### WHAT NEEDS TO BE DONE
Reproduce each of the items below word for word, but leave the pictures out of your answer.

### ENTRIES SHOWN
## Begin

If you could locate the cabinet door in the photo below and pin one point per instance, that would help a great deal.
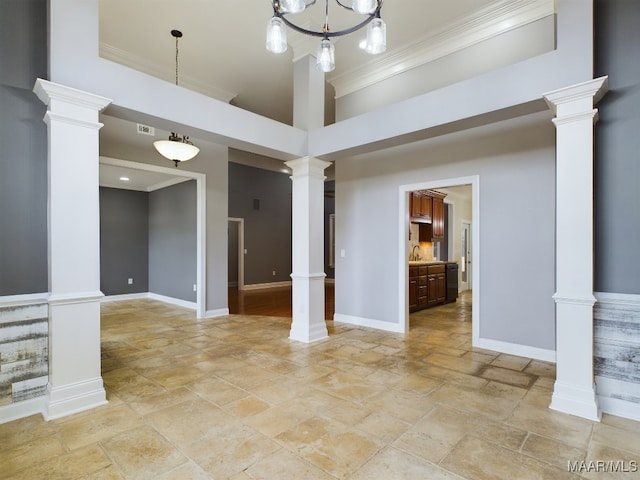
(413, 293)
(426, 207)
(437, 219)
(441, 287)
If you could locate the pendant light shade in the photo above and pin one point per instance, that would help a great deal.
(376, 36)
(326, 58)
(276, 36)
(364, 7)
(177, 148)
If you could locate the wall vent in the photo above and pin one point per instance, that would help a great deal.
(146, 130)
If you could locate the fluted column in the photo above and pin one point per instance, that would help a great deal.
(75, 381)
(574, 389)
(308, 275)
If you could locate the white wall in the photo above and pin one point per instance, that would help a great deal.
(515, 162)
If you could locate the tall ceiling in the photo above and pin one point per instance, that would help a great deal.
(222, 51)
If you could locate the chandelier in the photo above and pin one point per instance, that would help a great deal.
(376, 41)
(178, 148)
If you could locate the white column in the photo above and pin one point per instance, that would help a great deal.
(574, 390)
(308, 275)
(308, 94)
(75, 381)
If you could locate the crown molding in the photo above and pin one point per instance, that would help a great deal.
(111, 53)
(500, 17)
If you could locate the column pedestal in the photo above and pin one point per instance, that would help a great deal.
(75, 381)
(574, 389)
(308, 275)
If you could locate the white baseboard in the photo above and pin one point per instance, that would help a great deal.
(220, 312)
(516, 349)
(258, 286)
(15, 411)
(368, 322)
(125, 296)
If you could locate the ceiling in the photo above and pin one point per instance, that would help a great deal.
(222, 53)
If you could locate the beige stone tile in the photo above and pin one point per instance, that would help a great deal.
(191, 421)
(98, 425)
(512, 362)
(22, 457)
(18, 432)
(479, 459)
(392, 463)
(383, 427)
(473, 401)
(619, 438)
(231, 452)
(551, 451)
(83, 461)
(143, 453)
(508, 376)
(565, 428)
(284, 465)
(246, 407)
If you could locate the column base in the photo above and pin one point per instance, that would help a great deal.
(575, 400)
(69, 399)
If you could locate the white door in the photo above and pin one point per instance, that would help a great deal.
(465, 256)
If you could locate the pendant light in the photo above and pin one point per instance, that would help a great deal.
(178, 148)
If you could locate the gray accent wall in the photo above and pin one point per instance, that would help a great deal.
(263, 199)
(23, 157)
(172, 241)
(617, 162)
(124, 241)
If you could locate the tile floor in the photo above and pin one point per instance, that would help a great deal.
(233, 398)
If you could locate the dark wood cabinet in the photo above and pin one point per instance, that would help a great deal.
(427, 286)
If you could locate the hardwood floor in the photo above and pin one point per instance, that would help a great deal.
(272, 302)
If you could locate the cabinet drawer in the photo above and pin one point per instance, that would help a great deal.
(436, 269)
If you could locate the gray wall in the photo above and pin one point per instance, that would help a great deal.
(124, 241)
(23, 157)
(172, 241)
(515, 162)
(617, 168)
(263, 199)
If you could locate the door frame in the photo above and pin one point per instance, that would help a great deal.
(403, 242)
(241, 252)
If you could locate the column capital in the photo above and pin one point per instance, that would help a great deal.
(578, 98)
(307, 166)
(49, 92)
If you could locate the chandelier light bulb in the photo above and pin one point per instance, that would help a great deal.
(365, 7)
(376, 36)
(326, 60)
(292, 6)
(276, 36)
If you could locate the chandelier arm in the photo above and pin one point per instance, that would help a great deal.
(337, 33)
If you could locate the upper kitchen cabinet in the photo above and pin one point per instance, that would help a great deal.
(427, 207)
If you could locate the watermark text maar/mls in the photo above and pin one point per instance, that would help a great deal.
(602, 466)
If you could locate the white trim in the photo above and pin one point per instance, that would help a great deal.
(259, 286)
(173, 301)
(367, 322)
(201, 222)
(240, 222)
(124, 296)
(26, 408)
(403, 229)
(498, 18)
(219, 312)
(516, 349)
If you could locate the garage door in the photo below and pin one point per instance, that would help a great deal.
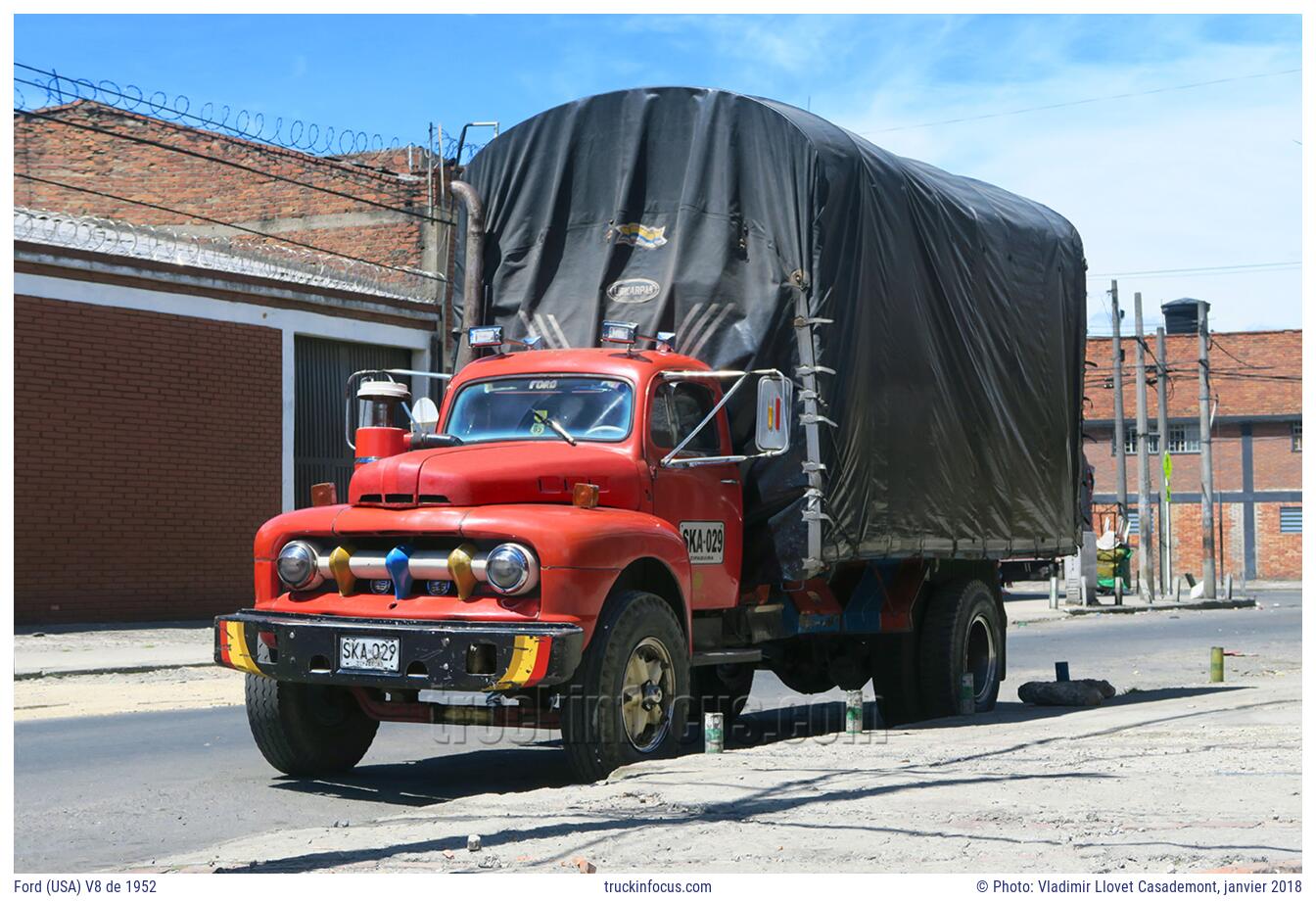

## End

### WORKED ANSWER
If you could locate the cabinet door in the photo below and pin one point per instance, that would help a great deal.
(413, 293)
(426, 207)
(437, 219)
(441, 287)
If you could locate the pendant light shade in the photo above and pin one point per instance, that would help a great deal.
(376, 36)
(326, 58)
(276, 36)
(364, 7)
(177, 148)
If you could locate the wall vent in the photo above and pin one point per instance, that would help a great deal.
(146, 130)
If you could locate the fluted column in the photo above and pin one point per instance, that would help a great deal.
(75, 381)
(574, 389)
(308, 275)
If you could locate the white wall in the photo above and pin one point per instance, that would help a great deal.
(515, 162)
If you could locate the tall ceiling in the photo above and pin one point per instance, that would help a great deal.
(222, 51)
If you could locate the chandelier in the photo above and pin one point per instance, that would help a great deal.
(376, 41)
(178, 148)
If you could locate the white column in the photo above and pin one point per instance, that would help a great deal.
(574, 390)
(308, 275)
(308, 94)
(75, 381)
If you could locate the crown molding in the photo above and pin one point per instance, that would help a great deal.
(111, 53)
(500, 17)
If you could locate the column pedestal in the photo above and pin one point per instance, that would help a great deal.
(75, 381)
(574, 389)
(308, 275)
If you could locate the white baseboard in the photo above and pin one point per instance, that would help a great deal.
(220, 312)
(516, 349)
(258, 286)
(15, 411)
(368, 322)
(125, 296)
If you could locate the ceiling in the photo above and pin one point per instance, that would help a great deal.
(222, 53)
If you could locate the beige stone tile in the photo above and pin one point per instance, that would help a great deal.
(191, 421)
(98, 425)
(512, 362)
(22, 457)
(18, 432)
(479, 459)
(392, 463)
(383, 427)
(473, 401)
(619, 438)
(231, 452)
(551, 451)
(83, 461)
(143, 453)
(508, 376)
(565, 428)
(284, 465)
(246, 407)
If you could locate the column base in the photo above and pin one point per instance, that would help a great deal.
(575, 400)
(69, 399)
If you could locate the white door in the photo above and pin one point per instance, that would help a great deal.
(465, 256)
If you could locate the pendant light in the photo above and pin one point per instance, that would help a great deal.
(178, 148)
If you could locate the gray accent wall in the photo above and pin one point per instance, that would help a great deal.
(263, 199)
(23, 157)
(172, 241)
(617, 162)
(124, 241)
If you could locate the tile floor in the photo above and pin one point per instance, that would help a great deal.
(233, 398)
If you could locate the dark wood cabinet in the photo above and pin one point per instance, that would help a great deal.
(427, 286)
If you could locate the hardwood floor in the photo above and pin one point per instance, that would help a great deal.
(272, 302)
If you could locate the cabinet drawer in the photo above and pin one point per instance, that would help a great deal.
(436, 269)
If you could locate the gray wall in the photo above and pin one point per instance, that would help a great deal.
(124, 241)
(23, 157)
(172, 241)
(515, 162)
(617, 168)
(263, 199)
If you could locate the door frame in the photo above and pin one point per instance, that would help a great deal.
(403, 242)
(241, 252)
If you could locate the column capital in the photo above and pin one point per instance, that would help a great deal.
(578, 98)
(307, 166)
(49, 92)
If you could locate the chandelier light bulb in the photo above and pin one point per instance, that would help a great deal.
(365, 7)
(376, 36)
(326, 60)
(292, 6)
(276, 36)
If you could locate the chandelier arm in the photo above and pin one point per instance, that would help a great deal.
(337, 33)
If you could locate the upper kitchen cabinet in the photo above and pin one point per instance, that would help a great deal.
(427, 207)
If you could locate the watermark text maar/mls in the photo above and pin one point per instance, that would help a great deal.
(602, 466)
If you could locate the white trim in the photo above and pin one point per instance, that would help a great deal.
(259, 286)
(173, 301)
(367, 322)
(201, 222)
(240, 222)
(124, 296)
(26, 408)
(403, 229)
(498, 18)
(219, 312)
(516, 349)
If you could locate the garage door in the photo below and pin one point per instance, that would help a great deal.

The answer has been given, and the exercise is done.